[Dataset items]
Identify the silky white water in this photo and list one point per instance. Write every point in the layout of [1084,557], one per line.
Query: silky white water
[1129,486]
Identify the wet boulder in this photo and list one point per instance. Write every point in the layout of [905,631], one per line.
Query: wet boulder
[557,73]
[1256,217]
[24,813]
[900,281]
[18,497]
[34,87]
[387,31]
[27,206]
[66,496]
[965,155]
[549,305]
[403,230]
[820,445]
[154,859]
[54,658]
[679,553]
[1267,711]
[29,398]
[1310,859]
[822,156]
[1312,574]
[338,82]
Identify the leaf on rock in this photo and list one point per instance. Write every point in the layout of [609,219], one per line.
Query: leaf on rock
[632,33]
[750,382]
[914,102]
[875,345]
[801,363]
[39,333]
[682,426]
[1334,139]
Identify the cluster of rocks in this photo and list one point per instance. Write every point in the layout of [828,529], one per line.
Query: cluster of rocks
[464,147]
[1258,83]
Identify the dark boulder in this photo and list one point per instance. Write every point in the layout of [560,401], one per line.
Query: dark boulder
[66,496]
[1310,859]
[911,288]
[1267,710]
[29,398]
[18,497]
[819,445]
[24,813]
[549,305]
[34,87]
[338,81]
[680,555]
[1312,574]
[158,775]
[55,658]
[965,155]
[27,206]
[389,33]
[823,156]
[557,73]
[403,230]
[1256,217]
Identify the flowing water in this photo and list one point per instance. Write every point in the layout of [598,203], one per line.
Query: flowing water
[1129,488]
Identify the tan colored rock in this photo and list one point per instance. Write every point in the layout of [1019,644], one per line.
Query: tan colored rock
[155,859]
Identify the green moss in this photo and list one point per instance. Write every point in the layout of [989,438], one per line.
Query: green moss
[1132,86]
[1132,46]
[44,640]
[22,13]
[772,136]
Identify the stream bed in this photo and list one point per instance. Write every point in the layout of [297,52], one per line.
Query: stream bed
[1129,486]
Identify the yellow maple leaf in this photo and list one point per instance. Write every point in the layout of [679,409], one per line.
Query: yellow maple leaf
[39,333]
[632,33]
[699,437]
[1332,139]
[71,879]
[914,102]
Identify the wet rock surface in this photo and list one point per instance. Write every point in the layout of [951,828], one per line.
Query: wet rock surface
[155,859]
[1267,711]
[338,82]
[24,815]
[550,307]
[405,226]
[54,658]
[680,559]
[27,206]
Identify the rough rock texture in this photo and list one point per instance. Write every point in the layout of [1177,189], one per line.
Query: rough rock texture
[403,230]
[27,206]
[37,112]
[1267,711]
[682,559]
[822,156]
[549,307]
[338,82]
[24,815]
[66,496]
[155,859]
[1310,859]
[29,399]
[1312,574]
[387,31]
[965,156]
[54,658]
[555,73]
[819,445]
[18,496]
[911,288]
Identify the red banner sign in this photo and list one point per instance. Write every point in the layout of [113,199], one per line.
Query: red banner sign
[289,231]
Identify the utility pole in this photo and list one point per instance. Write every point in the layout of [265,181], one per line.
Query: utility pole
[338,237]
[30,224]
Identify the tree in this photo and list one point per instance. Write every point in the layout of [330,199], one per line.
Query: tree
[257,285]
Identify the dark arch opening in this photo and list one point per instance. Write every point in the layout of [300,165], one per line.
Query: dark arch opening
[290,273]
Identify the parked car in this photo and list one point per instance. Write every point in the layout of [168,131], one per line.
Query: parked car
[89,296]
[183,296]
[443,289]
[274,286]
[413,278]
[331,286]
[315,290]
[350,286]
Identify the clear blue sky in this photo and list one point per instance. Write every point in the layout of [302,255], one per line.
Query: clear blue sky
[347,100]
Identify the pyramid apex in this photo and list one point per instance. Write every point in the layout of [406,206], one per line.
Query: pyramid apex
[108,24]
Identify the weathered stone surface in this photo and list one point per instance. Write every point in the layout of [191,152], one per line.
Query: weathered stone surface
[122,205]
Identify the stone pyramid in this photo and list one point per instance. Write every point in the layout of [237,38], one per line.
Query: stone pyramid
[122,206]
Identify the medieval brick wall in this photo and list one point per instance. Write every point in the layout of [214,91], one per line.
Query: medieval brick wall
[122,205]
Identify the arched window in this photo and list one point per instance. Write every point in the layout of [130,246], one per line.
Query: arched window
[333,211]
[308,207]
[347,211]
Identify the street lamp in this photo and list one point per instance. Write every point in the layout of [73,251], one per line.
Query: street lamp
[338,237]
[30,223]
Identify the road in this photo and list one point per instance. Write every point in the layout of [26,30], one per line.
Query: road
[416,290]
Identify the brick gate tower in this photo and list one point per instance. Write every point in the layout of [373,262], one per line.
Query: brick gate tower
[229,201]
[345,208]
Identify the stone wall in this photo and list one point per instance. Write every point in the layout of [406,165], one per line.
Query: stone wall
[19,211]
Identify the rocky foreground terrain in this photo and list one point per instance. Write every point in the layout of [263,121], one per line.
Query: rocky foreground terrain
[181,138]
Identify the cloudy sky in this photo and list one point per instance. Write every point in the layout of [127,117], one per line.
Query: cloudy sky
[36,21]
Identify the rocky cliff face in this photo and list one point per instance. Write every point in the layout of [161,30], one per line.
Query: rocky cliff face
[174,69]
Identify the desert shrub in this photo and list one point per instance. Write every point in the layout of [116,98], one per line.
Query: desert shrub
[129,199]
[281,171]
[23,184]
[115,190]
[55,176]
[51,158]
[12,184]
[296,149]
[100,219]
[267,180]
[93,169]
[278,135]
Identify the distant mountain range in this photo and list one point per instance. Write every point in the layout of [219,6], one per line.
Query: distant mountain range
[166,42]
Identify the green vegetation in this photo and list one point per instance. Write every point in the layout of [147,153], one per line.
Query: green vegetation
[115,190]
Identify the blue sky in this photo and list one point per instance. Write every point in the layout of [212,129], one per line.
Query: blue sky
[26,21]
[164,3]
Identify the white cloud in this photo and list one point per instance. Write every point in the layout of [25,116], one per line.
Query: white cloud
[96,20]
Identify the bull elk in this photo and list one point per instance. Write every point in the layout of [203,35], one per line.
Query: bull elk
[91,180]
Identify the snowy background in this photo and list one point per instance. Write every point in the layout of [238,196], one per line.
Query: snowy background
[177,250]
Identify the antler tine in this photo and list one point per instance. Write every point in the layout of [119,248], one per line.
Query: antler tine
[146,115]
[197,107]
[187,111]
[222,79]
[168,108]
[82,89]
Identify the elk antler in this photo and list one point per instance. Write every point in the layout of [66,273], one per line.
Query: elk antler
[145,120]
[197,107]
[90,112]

TASK DESCRIPTION:
Retype all the data. Nothing may be left out or altered.

REPLY TO THE EXERCISE:
Identify the silky white water in this photo and list one point per instance. Write every point in the layout of [1084,557], one per line.
Query: silky white water
[1129,486]
Identify the wet boulder in this photo and list one point per instance. Write every point in the layout of [905,631], one per line.
Query: wet boulder
[557,73]
[1256,217]
[24,813]
[900,281]
[18,497]
[34,87]
[387,31]
[27,206]
[66,496]
[965,155]
[549,305]
[403,230]
[820,445]
[154,859]
[54,658]
[679,553]
[1267,711]
[29,398]
[1310,859]
[822,156]
[1312,574]
[338,82]
Identify the leaf on rock in this photo and list one point per instance. Write every point in the layout of [609,219], one per line.
Query: leaf on rock
[632,33]
[750,382]
[914,102]
[875,345]
[801,363]
[39,333]
[682,426]
[1334,139]
Identify the cluster of rocks in this photo and list one point per instance. Write every point in the layout of [828,529], one per line.
Query: cluster of rocks
[464,147]
[1258,83]
Identify the dark boulder in this photo and list one point per instance. Write every point in the layout of [560,401], one per line.
Query: dark boulder
[66,496]
[1310,859]
[911,288]
[1267,710]
[29,398]
[18,497]
[819,445]
[24,813]
[549,305]
[34,87]
[338,81]
[680,555]
[1312,574]
[158,775]
[55,658]
[965,155]
[27,206]
[389,33]
[823,156]
[557,73]
[403,230]
[1256,217]
Identify the flowing water in this photo and list one point per instance. Write every point in the layout of [598,203], one per line.
Query: flowing water
[1129,488]
Identify the tan colored rock in this photo and list one point per instance. Write every point in the layout of [1019,644], one per line.
Query: tan colored rock
[155,859]
Identify the green moss in this photo and list one point per instance. Write every point in the layout of [989,438], one per line.
Query: green moss
[1132,86]
[1132,46]
[44,640]
[22,13]
[772,136]
Identify the stream bed in this photo and list one point per instance. Write every point in the layout of [297,52], one per line.
Query: stream bed
[1129,486]
Identify the yellow maple leaf in this photo and list one point per instance. Write every point in the layout of [679,409], one per line.
Query: yellow maple leaf
[39,333]
[632,33]
[699,437]
[1332,139]
[71,879]
[914,102]
Identify the wet rock surface in this photo and list one point per instance. Write every point in the layout of [951,828], one per line.
Query: wet rock surface
[155,859]
[1267,711]
[338,82]
[24,815]
[550,307]
[405,226]
[54,658]
[680,559]
[27,206]
Identify the rough rock texture in this photo and list one point per instance. Write every point in the layout of [1177,189], one per line.
Query: rough rock texture
[403,230]
[27,206]
[37,112]
[1267,711]
[682,559]
[822,156]
[549,307]
[338,82]
[24,815]
[66,496]
[155,859]
[1310,859]
[29,399]
[1312,574]
[387,31]
[965,156]
[54,658]
[555,73]
[819,445]
[18,496]
[911,288]
Identify the red banner sign in this photo and list one point per instance. Write every point in the layout of [113,199], one per line.
Query: red banner sign
[289,231]
Identify the utility pole in this photo and list one point per instance. Write every point in the layout of [265,181], one per line.
Query: utility pole
[338,237]
[30,224]
Identify the tree in this photo and list one point per instance. Write every point in the layout of [330,199], one per line.
Query: tree
[257,285]
Identify the dark arch opening in this photo and list one point per instance. Write every point in the layout of [300,165], one per line.
Query: dark arch opening
[290,273]
Identify the parked car in this photo and list one point per instance. Write every point in the layout of [168,131], one per line.
Query: parked car
[89,296]
[183,296]
[443,289]
[274,286]
[413,278]
[331,286]
[315,290]
[350,286]
Identify the clear blue sky in this photo and list one point per instance. Write every point in the layout of [302,255], one per line.
Query: clear blue sky
[347,100]
Identify the pyramid apex in this photo and list one point per instance. Write every point in the layout of [406,206], one per line.
Query: pyramid apex
[108,24]
Identify the weathered stone surface in this photo and list one point per instance. Write every point in the layout of [191,152], one per line.
Query: weathered stone surface
[122,205]
Identify the stone pyramid in this photo and list one point per instance. Write every point in the layout of [237,38], one per line.
Query: stone pyramid
[122,206]
Identify the medieval brick wall in this photo and list one point per instance. Write every point in the layout of [214,91], one per line.
Query: medieval brick wall
[122,205]
Identify the arched window in this photo and list one point per instance. Write every point in the layout of [130,246], one per line.
Query: arched window
[333,211]
[308,207]
[347,211]
Identify the street lamp in this photo and list one point per instance. Write every point in the layout of [73,251], one per line.
Query: street lamp
[338,237]
[30,223]
Identify the road in this photo and list one point per instance. Write every point in the layout of [26,30], one per line.
Query: road
[416,290]
Identify the brick gate tower in this photo and list one point per instance. Write every point in the layout of [373,262], one per line.
Query: brick gate tower
[229,201]
[345,208]
Identify the stone wall in this photo and list one point per instance. Write every point in the layout of [406,165], one per line.
Query: stone wall
[19,211]
Identify the rocky foreground terrain in this photo and list one point per instance. Write every point in the layout of [263,121], one per line.
Query: rocky foreground terrain
[181,138]
Identify the cloudy sky in this photo and list one point per instance. Write every point in the layout of [127,117], one per line.
Query: cloudy sky
[36,21]
Identify the rocky cliff face in this photo and list one point per instance. Write every point in the layout of [161,30], one per line.
Query: rocky cliff face
[174,69]
Identify the desert shrub in this photo and list one point per instance. Write every point in the layout of [116,98], one per line.
Query: desert shrub
[129,199]
[281,171]
[23,184]
[115,190]
[55,176]
[51,158]
[12,184]
[296,149]
[100,219]
[267,180]
[93,169]
[278,135]
Identify the distant mountain range in this photo and list one point per instance. Write every point in the layout of [219,6], one per line.
Query: distant mountain range
[166,42]
Identify the green vegetation in this photo and list one point per instance. Write every point in the layout of [147,153], one per line.
Query: green vegetation
[115,190]
Identify the blue sky in this photo and list one point per instance. Write every point in the layout of [212,129], one per line.
Query: blue sky
[26,21]
[164,3]
Identify the white cloud in this photo and list one point per instance. Write every point in the layout of [25,116], one per line.
Query: white cloud
[96,20]
Identify the bull elk in this photo and list one point per instance. Write every point in the layout of [203,35], one per line.
Query: bull elk
[91,180]
Identify the snowy background in this photo and list one point per instance. Write every point in the layout of [238,196], one per line.
Query: snowy background
[177,250]
Identify the antler tine in this photo and list one point per instance. Write every point in the layout of [119,248], one per line.
Query: antler tine
[146,115]
[197,107]
[187,111]
[222,79]
[168,108]
[82,89]
Identify the elk antler in this photo and list one point per instance. Write every point in the layout of [66,273], one per line.
Query: elk antler
[145,120]
[197,107]
[90,112]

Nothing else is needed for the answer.